Print, in exact form, the lines below from the one containing "of the rocky" through the one containing "of the small", and omit all others.

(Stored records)
_ _ _
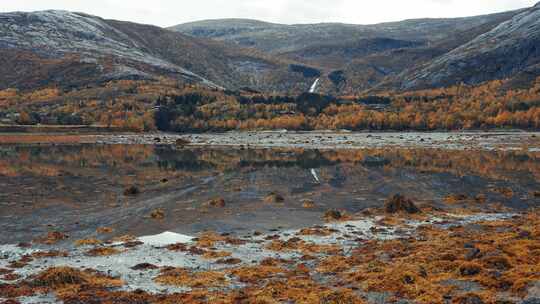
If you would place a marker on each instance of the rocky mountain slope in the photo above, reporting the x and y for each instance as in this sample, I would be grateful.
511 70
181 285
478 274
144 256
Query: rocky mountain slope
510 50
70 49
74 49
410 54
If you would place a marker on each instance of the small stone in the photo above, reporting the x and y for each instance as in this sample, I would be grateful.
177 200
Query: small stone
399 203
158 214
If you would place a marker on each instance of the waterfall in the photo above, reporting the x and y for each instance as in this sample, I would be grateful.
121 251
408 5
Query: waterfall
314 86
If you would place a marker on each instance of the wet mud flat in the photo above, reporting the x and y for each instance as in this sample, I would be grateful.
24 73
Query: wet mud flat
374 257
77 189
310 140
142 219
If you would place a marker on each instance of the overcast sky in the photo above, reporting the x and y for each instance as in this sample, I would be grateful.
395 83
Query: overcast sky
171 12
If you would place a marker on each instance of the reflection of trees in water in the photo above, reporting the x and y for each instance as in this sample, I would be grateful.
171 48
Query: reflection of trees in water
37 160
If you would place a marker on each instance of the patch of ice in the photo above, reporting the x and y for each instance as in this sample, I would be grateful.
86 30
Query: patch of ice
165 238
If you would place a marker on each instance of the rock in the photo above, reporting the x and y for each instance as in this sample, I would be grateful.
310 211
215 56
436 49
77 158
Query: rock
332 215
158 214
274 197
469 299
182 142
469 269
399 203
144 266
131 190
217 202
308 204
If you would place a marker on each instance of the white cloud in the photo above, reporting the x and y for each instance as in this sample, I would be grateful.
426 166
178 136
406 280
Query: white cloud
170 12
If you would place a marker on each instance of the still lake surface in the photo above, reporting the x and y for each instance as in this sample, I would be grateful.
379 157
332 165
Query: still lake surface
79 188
_ _ _
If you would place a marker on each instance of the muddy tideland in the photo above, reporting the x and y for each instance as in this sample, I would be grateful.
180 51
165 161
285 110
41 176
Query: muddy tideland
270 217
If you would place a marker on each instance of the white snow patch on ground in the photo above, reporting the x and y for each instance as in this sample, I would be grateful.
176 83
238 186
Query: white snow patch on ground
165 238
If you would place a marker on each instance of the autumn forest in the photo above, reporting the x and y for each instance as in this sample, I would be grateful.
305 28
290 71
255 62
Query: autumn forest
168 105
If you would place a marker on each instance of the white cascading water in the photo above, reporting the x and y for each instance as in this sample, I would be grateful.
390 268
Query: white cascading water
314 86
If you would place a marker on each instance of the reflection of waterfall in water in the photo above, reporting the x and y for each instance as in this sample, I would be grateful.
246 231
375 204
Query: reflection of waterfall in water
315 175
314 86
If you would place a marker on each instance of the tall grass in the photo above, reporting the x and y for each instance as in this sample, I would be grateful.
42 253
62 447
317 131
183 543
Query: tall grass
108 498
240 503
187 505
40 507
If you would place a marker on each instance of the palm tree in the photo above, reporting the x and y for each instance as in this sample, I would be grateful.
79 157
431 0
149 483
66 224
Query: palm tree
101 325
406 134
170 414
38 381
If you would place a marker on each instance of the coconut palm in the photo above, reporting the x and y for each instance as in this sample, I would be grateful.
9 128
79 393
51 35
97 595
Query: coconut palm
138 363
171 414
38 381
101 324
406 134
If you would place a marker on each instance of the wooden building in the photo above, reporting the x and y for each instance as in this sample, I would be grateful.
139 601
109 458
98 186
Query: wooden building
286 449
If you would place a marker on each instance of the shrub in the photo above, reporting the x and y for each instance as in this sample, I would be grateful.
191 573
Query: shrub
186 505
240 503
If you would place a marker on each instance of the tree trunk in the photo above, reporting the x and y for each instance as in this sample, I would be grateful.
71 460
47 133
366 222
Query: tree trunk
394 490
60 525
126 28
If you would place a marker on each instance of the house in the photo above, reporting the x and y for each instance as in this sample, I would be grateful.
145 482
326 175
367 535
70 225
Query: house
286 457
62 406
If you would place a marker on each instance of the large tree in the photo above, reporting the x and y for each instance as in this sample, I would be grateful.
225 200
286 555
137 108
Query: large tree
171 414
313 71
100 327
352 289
_ _ _
RESULT =
If you would place a marker on each instance of the rocky mountain slope in the photo above, reporting the x and y for each instance as in this sample, I would be grateful.
511 70
181 285
478 274
144 256
Query: rocky mountain slope
510 50
70 49
74 49
410 54
If you would place a marker on each instance of the small stone in the photo above, reporting the x and y for each instance as in this sample, I would be grateful.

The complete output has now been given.